PROVIDED RECORDS:
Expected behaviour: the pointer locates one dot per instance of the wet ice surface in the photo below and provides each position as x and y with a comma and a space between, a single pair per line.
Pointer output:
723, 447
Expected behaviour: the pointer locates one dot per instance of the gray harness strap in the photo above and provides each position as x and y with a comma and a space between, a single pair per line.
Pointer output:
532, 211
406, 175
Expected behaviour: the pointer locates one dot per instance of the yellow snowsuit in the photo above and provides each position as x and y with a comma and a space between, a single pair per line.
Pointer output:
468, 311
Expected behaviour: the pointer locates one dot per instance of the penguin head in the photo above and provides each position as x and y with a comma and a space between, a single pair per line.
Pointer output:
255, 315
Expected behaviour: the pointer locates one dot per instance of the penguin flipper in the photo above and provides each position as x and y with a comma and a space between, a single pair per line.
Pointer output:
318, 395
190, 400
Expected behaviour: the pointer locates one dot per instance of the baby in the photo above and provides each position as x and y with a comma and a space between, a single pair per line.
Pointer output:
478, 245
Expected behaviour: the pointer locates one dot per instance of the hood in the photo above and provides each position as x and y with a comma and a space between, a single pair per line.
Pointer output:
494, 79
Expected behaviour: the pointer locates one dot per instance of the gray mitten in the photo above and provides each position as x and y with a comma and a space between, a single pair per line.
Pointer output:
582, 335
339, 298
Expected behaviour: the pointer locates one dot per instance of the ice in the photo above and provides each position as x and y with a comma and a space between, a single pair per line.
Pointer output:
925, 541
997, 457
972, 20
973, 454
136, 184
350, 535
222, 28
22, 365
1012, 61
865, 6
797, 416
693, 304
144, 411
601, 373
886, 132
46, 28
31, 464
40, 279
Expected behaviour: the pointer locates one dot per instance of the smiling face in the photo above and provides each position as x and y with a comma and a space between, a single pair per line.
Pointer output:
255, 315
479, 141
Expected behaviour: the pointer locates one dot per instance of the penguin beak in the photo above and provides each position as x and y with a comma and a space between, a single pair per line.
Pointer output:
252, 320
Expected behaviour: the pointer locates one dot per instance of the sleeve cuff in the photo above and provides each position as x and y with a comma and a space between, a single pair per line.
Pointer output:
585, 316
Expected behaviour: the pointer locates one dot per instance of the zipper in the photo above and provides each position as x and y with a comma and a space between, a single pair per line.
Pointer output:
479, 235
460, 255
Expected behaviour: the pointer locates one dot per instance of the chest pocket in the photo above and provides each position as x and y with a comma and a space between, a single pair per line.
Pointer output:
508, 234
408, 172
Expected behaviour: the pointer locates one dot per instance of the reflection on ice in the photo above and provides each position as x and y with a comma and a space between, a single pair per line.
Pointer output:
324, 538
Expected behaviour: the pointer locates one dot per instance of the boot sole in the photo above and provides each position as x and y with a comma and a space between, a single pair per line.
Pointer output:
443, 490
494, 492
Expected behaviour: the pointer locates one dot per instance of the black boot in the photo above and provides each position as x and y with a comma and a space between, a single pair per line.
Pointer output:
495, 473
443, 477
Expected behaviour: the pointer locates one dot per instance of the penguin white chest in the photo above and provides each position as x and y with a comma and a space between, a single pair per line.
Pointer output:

PROBLEM STATEMENT: Repeat the material word for word, in full.

FINAL RESULT:
Expected behaviour: the pointer locates one dot per instance of the wet ice surface in the photo below and provides each position as x and y with a comma and a space between, a single pair per line.
Pointer output:
723, 447
Expected behaviour: the pointer locates one dot per instance of the gray harness strap in the photo above and provides each position as x and y with a comma and a space between, a single pair per line.
Pointer output:
532, 211
406, 175
Expected behaviour: the pointer locates one dot per instance of the yellow snowsuit in the photo above and provides each position as x and y with a comma and a space between, a single pair per line.
Pointer output:
468, 311
Expected behaviour: the pointer locates one dot per instance of the penguin head in the photo above and provides each position as x and y with a comma and a space between, a single pair per line.
Pointer output:
255, 315
Expected behaviour: the pointer locates one dot per instance of the penguin flipper in the photo above and provides each position as x and y with a comma and a space between, a single pair per line.
Pointer output:
318, 395
190, 400
Expected behaviour: the pointer locates one dot per instance of the baby in the photo above and provides each position as x and y with a comma and a space between, a single pair per line.
Pointer output:
478, 245
Expected behaviour: the pointer locates one dot per instance of the hood in the photo above and provides each position as x and y with a comma and a space between, a single pair per line.
Pointer output:
494, 79
Expected behaviour: the pointer locates one dot per instance of the gray mitten in the photo above and provides each position as x and y with a comma and a space between, a single pair per line.
Pointer output:
582, 335
339, 298
Expected behaviour: the pointer locates one dot per instance of the ice in the photo above and provides each position as x and y with a comma and a space between, a single pair per line.
Pointer output:
925, 541
997, 457
972, 20
973, 454
136, 184
350, 535
222, 28
22, 365
1012, 61
865, 6
797, 416
693, 304
144, 411
601, 373
886, 132
46, 28
31, 464
40, 279
Expected behaviour: the pointer locates one dot per instance of the smiling face in the photo above and provides each position as x and y with a comma and a space between, a single pair per line.
Pointer output:
255, 315
479, 141
Expected behaviour: the pointer locates one dot per instance of the penguin beak in the photo above and provides each position as x and y with a comma and a space between, a single pair per line.
Pointer output:
252, 320
Expected behaviour: the pointer locates one dot per instance of the sleeve cuff in the photo above and provides each position as x and y with a comma and a space between, a single pair per line.
Pointer output:
585, 316
Expected behaviour: the pointer locates one dot per instance of the zipper in the photo above and provides each position as x and y with a comma and a space between, a single pair per line.
Pointer output:
479, 235
460, 255
Expected behaviour: the pointer locates one dot per instance of the chest pocket in the photo above and provides each position as x and y with a comma and a space between, a single pair per line.
Pointer output:
508, 234
408, 172
Expected behaviour: the pointer locates one dot per instance of the reflection on ice in the photo above and provides each position as x and y with a comma and a space between, a single pair per line.
Pointer output:
324, 538
Expected behaviour: the pointer locates one dot per instance of the boot sole in the photo above and provides each position as x and y with a comma and a space between, a single pair per line.
Pointer output:
443, 490
494, 492
Expected behaviour: the pointer locates one dot per instance of the black boot in the photo above and provides each position as x and y with a comma and a space between, a single pair per line.
Pointer output:
495, 473
443, 477
Expected behaviour: the pointer locates one dot per instance of the penguin white chest in the photo above and provides each position as x and y with a comma and a space between, a single pair per line.
Pointer output:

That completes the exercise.